### WHAT THE TASK REQUIRES
Leave every entry as it is and write the data out in full.

### INFORMATION GIVEN
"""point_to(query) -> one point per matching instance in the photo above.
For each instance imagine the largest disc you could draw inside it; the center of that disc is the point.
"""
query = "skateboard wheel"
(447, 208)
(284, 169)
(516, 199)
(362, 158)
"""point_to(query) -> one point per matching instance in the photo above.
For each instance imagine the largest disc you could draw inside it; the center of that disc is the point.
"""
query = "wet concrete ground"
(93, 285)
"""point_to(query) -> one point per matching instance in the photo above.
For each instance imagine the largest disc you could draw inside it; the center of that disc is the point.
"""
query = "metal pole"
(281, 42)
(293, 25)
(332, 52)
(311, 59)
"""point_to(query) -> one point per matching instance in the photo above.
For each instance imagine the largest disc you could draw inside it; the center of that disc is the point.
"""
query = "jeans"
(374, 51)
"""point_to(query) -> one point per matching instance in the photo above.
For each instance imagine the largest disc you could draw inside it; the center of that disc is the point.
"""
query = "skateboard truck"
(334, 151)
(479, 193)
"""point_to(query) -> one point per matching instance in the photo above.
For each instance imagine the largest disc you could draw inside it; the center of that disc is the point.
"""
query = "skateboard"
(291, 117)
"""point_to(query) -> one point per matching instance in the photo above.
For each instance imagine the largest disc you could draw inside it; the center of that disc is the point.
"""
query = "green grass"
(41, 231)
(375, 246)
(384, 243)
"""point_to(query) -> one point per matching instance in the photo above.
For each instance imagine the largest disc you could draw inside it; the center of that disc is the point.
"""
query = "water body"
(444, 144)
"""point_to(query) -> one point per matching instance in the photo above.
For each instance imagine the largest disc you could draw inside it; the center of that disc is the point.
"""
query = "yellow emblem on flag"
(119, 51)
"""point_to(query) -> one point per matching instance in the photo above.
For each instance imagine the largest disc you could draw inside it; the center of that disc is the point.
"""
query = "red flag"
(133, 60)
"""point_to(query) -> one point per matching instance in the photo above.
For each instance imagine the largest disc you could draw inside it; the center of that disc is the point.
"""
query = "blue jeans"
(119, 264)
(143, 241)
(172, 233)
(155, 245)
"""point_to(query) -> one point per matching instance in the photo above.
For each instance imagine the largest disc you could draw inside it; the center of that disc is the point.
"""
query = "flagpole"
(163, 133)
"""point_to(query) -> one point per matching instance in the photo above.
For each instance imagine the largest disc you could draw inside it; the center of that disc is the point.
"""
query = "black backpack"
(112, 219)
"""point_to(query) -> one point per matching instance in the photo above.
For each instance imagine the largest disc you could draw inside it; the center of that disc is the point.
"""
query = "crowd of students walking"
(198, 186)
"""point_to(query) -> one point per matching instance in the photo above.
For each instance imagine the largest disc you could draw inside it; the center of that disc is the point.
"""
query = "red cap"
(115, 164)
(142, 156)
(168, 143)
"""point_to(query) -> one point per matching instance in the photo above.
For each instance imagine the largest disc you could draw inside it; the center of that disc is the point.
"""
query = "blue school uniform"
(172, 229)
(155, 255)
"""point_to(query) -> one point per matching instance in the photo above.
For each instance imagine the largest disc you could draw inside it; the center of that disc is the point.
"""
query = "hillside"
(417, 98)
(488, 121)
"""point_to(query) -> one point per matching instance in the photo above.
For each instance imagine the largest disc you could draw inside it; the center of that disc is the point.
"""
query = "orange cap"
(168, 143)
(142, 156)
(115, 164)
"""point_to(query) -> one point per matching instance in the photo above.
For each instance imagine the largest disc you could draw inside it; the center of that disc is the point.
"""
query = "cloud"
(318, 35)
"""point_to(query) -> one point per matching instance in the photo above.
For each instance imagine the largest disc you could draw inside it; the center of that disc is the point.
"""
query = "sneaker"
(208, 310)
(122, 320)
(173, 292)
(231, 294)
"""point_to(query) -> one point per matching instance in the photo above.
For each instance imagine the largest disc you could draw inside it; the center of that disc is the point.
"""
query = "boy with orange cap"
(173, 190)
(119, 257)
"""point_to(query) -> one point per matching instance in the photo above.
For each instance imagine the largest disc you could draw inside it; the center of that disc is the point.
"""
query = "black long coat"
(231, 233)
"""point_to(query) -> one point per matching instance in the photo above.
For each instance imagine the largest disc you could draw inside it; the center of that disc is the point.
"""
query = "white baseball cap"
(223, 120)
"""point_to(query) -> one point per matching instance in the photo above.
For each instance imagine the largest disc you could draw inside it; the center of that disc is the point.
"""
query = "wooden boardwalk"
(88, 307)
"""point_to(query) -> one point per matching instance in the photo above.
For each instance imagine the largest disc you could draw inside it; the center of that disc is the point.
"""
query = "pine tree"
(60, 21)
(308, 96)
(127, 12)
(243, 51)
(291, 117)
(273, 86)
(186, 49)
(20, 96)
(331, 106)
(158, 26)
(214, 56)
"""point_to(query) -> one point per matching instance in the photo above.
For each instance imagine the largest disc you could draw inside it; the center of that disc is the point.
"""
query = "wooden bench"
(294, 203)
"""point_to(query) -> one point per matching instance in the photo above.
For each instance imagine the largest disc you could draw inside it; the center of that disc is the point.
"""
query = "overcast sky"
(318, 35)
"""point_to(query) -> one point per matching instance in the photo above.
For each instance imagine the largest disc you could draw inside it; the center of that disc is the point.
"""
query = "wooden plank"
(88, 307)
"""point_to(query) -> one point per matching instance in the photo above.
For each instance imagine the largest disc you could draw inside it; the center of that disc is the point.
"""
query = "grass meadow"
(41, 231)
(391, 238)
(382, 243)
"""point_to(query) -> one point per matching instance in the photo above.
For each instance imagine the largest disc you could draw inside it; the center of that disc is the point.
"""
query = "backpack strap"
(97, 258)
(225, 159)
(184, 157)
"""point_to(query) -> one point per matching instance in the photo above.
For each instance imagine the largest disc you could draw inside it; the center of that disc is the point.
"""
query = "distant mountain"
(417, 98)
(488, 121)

### RESPONSE AREA
"""point_to(query) -> one point per matching instance in the photo above.
For each instance imagine the largest disc you could draw inside it; the center of that disc is the point.
"""
query = "skateboard wheel"
(447, 208)
(284, 169)
(516, 199)
(362, 158)
"""point_to(query) -> one point per matching instance in the photo above.
For each instance imagine the largest disc you could draw inside it; the center of that disc is the point.
"""
query = "wet concrete ground"
(93, 285)
"""point_to(query) -> one point per matching instance in the photo above.
For each instance imagine the largest disc you could draw inside it; the center of that disc is the point.
"""
query = "metal pole"
(281, 42)
(293, 25)
(332, 52)
(311, 59)
"""point_to(query) -> one point per matching instance in the photo above.
For each instance imagine the largest disc you could draw inside it; the center of that disc is the point.
"""
query = "jeans"
(374, 51)
"""point_to(query) -> one point per matching instance in the photo above.
For each instance imagine the largest disc you could draw inside it; the center of that disc is the point.
"""
query = "skateboard truck"
(334, 151)
(479, 193)
"""point_to(query) -> one point per matching instance in the photo above.
For each instance imagine the largest disc you could draw inside it; the center of that disc is the point.
"""
query = "skateboard"
(291, 117)
"""point_to(query) -> one point per matching instance in the photo above.
For each instance imagine the largest disc you could draw inside it; the center of that disc is the point.
"""
query = "green grass"
(41, 231)
(375, 246)
(384, 243)
"""point_to(query) -> one point per matching instance in the photo above.
For each instance imagine the largest disc you could draw inside it; the center of that disc is the point.
"""
query = "water body"
(444, 144)
"""point_to(query) -> one point per matching instance in the photo above.
For each instance imagine the largest disc you could draw inside it; the center of that disc is the point.
"""
query = "yellow emblem on flag"
(119, 51)
"""point_to(query) -> one point per matching instance in the photo above.
For each instance imagine the largest disc you could draw inside it; the center of that disc is the point.
"""
query = "red flag"
(133, 60)
"""point_to(query) -> one point per matching instance in the photo above.
For each instance imagine the largest disc you could draw inside it; the center of that disc is the point.
"""
query = "blue jeans"
(119, 264)
(143, 241)
(172, 233)
(155, 245)
"""point_to(query) -> one point per matching instance in the photo above.
For each instance imagine the largest disc you could draw inside it; the center of that disc is the point.
"""
query = "flagpole"
(163, 133)
"""point_to(query) -> one point per matching instance in the photo above.
For each instance imagine the largest disc you could draw inside it; the center of that disc is the point.
"""
query = "black backpack"
(112, 219)
"""point_to(query) -> one point per matching instance in the photo above.
For each instance imagine the largest disc you could draw inside it; the center of that disc is the point.
"""
query = "crowd of students walking"
(198, 186)
"""point_to(query) -> one point per matching instance in the photo above.
For each instance imagine the largest disc you could draw inside it; the center of that disc is the point.
"""
query = "red cap"
(115, 164)
(142, 156)
(168, 143)
"""point_to(query) -> one point per matching instance in the photo above.
For each instance imagine the largest disc you could draw inside it; the center of that disc is the point.
"""
query = "blue school uniform"
(172, 229)
(155, 255)
"""point_to(query) -> one point per matching instance in the photo above.
For each instance imagine the largest disc you could draw inside it; the center of that disc is the point.
"""
query = "hillside"
(417, 98)
(488, 121)
"""point_to(query) -> one point per matching instance in the photo above.
For each instance imagine the largest disc you could draw inside it; the center of that disc is the point.
"""
query = "orange cap"
(168, 143)
(142, 156)
(115, 164)
"""point_to(query) -> one point per matching instance in the photo above.
For each instance imagine the largest disc you could draw inside it; the center of that disc is the point.
"""
query = "cloud"
(318, 35)
"""point_to(query) -> one point per matching instance in the photo above.
For each instance imagine the largest disc you could draw inside it; the center of that disc is the point.
"""
query = "sneaker"
(208, 310)
(122, 320)
(173, 292)
(231, 294)
"""point_to(query) -> one point per matching instance in the photo above.
For each instance imagine the largest disc you could draw inside it; the center of that disc is the point.
"""
query = "boy with orange cap"
(173, 190)
(119, 257)
"""point_to(query) -> one point per matching instance in the photo above.
For each instance imagine the largest disc you could draw inside it; the center of that disc is the point.
"""
query = "black long coat"
(231, 233)
"""point_to(query) -> one point per matching instance in the photo above.
For each instance imagine the largest disc you could draw inside it; the center of that disc is the point.
"""
query = "white baseball cap"
(223, 120)
"""point_to(query) -> one point per matching instance in the photo above.
For each instance imagine the largest disc you could draw inside it; the center of that disc is the point.
"""
query = "wooden boardwalk"
(88, 307)
"""point_to(query) -> one point per matching instance in the photo above.
For each instance imagine the largest disc you could draw inside it; the center of that disc is the point.
"""
query = "pine tree"
(60, 21)
(308, 96)
(127, 12)
(243, 51)
(291, 117)
(273, 86)
(186, 49)
(20, 96)
(331, 106)
(158, 26)
(214, 56)
"""point_to(query) -> one point per matching instance in the photo above.
For each instance imagine the largest disc you could draw inside it; the center of that disc is the point.
"""
query = "wooden bench"
(294, 203)
"""point_to(query) -> one point per matching instance in the photo above.
For each instance imagine the largest disc you could draw inside it; the center of that disc is the point.
"""
query = "overcast sky"
(318, 35)
"""point_to(query) -> one point per matching instance in the photo above.
For each instance imagine the largest disc you could draw inside it; the center of that disc is the point.
"""
query = "wooden plank"
(88, 307)
"""point_to(query) -> one point per matching instance in the photo above.
For each instance imagine the largest disc you could draw inside it; the center of that disc is the point.
"""
query = "grass meadow"
(41, 231)
(391, 238)
(382, 243)
"""point_to(query) -> one point per matching instance in the photo above.
For each instance imagine the largest disc you could draw inside it; the center of that disc is the point.
"""
query = "backpack strap"
(97, 258)
(225, 159)
(184, 157)
"""point_to(query) -> one point per matching instance in the photo above.
For each instance imagine the largest disc you could draw inside it; the center of that disc is the point.
"""
query = "distant mountain"
(417, 98)
(488, 121)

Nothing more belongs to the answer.